» **ARBEITSAUFTRAG 1**
Auf welchen Wert ist die Kapazitätsauslastung der norddeutschen Metall- und Elektroindustrie laut dem Auszug gesunken?
» **ARBEITSAUFTRAG 2**
Schreib den Abschnitt des Auszugs von „Hamburg (em) „39“ bis „Leer in Ostfriesland.“ noch einmal ab und ersetze darin „Unternehmen“ durch „Betriebe“.

» **AUSZUG**
Hamburg (em) „39 Prozent der norddeutschen Metall- und Elektrobetriebe klagen über fehlende Aufträge. Damit fällt die Auslastung auf das drittniedrigste Niveau seit 18 Jahren.
Und mit 71 Prozent erwarten fast drei Viertel der Unternehmen auch im kommenden halben Jahr keine Umsatzsteigerung“, resümiert NORDMETALL-Präsident Folkmar Ukena die Herbst-Konjunkturumfrage von NORDMETALL, AGV NORD und den Arbeitgeberverbänden Oldenburg, Ostfriesland sowie Bremen. „2025 werden wir nicht nur das dritte Jahr in Folge eine Rezession erleben, sondern auch eine echte Wirtschaftskrise“, prognostiziert der Familienunternehmer aus Leer in Ostfriesland.
Besonders betroffen sind energieintensive Branchen wie Gießereien und Hersteller von Metallerzeugnissen, von denen 77 bzw. 41 Prozent die Geschäftslage als unbefriedigend oder schlecht bewerten, vor allem aufgrund der unverändert hohen Energiepreise. Es folgen in der Negativ-Bewertung der Straßenfahrzeugbau (54 Prozent) und die Maschinenbauer (44 Prozent). Die Kapazitätsauslastung der norddeutschen Metall- und Elektroindustrie ist auf 82 Prozent gesunken und liegt damit rund vier Prozent unter dem Langzeitdurchschnitt. Lieferengpässe beklagt mit 33 Prozent vor allem der Luft- und Raumfahrzeugbau.

» **VORLIEGENDE EINTRÄGE**
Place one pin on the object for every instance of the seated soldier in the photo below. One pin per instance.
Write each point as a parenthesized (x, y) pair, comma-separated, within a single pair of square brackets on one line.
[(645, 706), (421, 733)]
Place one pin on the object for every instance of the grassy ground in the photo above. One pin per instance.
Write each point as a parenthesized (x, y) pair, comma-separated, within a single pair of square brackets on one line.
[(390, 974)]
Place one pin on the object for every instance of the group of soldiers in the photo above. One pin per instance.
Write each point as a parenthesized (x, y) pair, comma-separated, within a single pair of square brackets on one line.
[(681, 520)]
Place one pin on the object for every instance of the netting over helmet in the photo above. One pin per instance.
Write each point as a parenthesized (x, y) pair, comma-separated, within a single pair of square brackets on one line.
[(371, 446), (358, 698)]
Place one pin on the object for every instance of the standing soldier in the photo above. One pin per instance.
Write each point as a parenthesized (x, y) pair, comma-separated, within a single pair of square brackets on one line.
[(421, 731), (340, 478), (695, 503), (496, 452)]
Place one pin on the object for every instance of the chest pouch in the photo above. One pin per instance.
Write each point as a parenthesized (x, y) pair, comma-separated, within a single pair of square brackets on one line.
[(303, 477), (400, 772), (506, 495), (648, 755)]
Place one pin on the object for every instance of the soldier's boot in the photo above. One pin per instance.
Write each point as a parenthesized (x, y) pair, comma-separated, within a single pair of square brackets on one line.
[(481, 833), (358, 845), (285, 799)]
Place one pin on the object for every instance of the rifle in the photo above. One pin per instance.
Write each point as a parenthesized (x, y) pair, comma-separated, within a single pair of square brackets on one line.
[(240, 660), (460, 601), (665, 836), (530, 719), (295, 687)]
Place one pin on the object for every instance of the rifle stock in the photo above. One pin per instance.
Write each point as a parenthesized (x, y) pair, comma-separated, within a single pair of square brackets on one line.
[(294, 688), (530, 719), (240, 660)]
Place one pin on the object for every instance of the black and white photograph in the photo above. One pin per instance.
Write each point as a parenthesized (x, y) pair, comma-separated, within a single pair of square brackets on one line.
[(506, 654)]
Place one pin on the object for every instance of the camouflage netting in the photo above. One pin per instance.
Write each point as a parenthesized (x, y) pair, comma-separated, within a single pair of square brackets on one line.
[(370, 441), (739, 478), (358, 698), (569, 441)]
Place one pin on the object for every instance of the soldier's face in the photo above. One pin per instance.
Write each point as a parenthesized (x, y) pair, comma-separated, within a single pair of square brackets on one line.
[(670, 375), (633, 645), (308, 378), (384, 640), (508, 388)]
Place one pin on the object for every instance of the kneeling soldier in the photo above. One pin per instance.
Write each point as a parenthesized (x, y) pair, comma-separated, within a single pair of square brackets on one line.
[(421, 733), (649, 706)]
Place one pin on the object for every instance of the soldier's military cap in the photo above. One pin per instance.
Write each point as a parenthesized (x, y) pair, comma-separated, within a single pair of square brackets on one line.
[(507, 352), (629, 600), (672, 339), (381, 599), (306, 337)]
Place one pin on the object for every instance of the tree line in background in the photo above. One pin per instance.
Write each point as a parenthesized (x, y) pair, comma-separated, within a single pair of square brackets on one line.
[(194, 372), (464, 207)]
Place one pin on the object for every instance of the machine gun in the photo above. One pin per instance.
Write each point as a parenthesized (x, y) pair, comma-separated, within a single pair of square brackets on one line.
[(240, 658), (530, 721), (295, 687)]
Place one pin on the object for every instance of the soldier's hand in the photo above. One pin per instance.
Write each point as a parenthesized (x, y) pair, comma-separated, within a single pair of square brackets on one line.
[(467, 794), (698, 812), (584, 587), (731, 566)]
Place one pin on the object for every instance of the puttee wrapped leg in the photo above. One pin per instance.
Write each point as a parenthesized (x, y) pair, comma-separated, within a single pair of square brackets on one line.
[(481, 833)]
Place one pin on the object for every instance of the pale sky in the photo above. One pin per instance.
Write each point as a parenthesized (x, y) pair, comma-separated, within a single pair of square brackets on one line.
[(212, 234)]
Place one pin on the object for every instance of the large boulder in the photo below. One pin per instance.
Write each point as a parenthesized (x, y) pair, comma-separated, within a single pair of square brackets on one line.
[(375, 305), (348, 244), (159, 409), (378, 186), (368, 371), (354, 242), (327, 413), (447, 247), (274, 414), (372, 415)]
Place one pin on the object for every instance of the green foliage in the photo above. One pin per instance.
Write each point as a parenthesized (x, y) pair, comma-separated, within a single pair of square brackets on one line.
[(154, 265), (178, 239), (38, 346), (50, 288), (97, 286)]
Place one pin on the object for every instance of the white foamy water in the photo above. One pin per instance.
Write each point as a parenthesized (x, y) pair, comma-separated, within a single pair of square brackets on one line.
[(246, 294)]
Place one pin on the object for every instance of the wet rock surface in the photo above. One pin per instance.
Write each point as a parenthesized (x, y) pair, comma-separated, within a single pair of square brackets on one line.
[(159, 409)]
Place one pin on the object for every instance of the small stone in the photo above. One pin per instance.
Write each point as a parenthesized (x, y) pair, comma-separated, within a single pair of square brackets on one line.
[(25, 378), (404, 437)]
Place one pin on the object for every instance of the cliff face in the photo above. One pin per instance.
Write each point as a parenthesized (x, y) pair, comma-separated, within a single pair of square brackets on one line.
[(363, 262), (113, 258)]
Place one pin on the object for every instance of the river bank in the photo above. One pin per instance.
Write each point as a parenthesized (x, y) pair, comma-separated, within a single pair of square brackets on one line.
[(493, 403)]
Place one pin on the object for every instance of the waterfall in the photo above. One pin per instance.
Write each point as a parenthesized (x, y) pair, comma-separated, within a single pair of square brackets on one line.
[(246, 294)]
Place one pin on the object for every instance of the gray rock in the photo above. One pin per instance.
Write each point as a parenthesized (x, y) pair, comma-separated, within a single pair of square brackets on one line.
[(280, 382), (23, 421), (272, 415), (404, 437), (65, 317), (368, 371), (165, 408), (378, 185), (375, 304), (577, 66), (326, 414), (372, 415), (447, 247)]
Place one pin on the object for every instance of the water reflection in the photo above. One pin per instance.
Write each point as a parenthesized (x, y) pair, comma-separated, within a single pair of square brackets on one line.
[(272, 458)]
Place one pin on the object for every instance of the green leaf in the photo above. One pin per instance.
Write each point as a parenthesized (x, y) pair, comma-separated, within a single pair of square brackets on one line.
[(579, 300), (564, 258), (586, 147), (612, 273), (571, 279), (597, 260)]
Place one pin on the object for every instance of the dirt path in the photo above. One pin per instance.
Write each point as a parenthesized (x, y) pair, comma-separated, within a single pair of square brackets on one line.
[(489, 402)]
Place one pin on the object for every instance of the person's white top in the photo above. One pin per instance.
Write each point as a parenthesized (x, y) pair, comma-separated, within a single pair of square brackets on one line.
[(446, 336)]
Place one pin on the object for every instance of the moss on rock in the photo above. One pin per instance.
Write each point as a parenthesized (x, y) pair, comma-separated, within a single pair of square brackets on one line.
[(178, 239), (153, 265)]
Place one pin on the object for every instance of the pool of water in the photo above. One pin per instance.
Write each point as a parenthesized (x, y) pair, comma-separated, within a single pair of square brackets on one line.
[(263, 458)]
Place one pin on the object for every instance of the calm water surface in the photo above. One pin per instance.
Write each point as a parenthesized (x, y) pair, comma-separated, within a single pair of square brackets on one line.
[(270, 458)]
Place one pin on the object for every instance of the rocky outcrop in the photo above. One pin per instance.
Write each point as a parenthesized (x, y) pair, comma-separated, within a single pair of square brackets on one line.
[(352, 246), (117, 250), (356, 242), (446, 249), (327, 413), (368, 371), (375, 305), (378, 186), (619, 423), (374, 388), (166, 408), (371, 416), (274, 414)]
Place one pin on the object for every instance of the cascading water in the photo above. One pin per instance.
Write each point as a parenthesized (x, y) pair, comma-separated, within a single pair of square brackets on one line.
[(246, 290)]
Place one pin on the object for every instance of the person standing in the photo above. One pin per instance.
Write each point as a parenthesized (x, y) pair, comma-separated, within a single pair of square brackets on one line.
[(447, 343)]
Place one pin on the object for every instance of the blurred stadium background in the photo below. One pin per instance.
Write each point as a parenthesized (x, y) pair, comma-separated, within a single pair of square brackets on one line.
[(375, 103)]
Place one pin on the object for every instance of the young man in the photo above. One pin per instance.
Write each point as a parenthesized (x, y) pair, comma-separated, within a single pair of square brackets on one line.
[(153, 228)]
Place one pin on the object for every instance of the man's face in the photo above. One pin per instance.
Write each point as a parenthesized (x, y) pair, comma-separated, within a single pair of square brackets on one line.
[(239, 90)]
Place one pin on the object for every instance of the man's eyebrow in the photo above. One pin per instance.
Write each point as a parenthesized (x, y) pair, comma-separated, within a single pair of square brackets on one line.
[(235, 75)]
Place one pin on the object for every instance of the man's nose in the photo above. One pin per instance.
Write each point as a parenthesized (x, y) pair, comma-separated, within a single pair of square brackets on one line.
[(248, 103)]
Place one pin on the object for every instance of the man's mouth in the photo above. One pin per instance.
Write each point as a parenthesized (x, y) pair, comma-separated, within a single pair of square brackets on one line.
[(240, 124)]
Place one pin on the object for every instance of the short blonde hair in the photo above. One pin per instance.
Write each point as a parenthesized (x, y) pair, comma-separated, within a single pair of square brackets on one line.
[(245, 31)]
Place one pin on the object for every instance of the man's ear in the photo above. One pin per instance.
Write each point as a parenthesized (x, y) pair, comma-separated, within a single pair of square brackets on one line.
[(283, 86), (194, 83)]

» **LÖSUNG 1**
Auf 82 Prozent.

» **LÖSUNG 2**
Hamburg (em) „39 Prozent der norddeutschen Metall- und Elektrobetriebe klagen über fehlende Aufträge. Damit fällt die Auslastung auf das drittniedrigste Niveau seit 18 Jahren.
Und mit 71 Prozent erwarten fast drei Viertel der Betriebe auch im kommenden halben Jahr keine Umsatzsteigerung“, resümiert NORDMETALL-Präsident Folkmar Ukena die Herbst-Konjunkturumfrage von NORDMETALL, AGV NORD und den Arbeitgeberverbänden Oldenburg, Ostfriesland sowie Bremen. „2025 werden wir nicht nur das dritte Jahr in Folge eine Rezession erleben, sondern auch eine echte Wirtschaftskrise“, prognostiziert der Familienunternehmer aus Leer in Ostfriesland.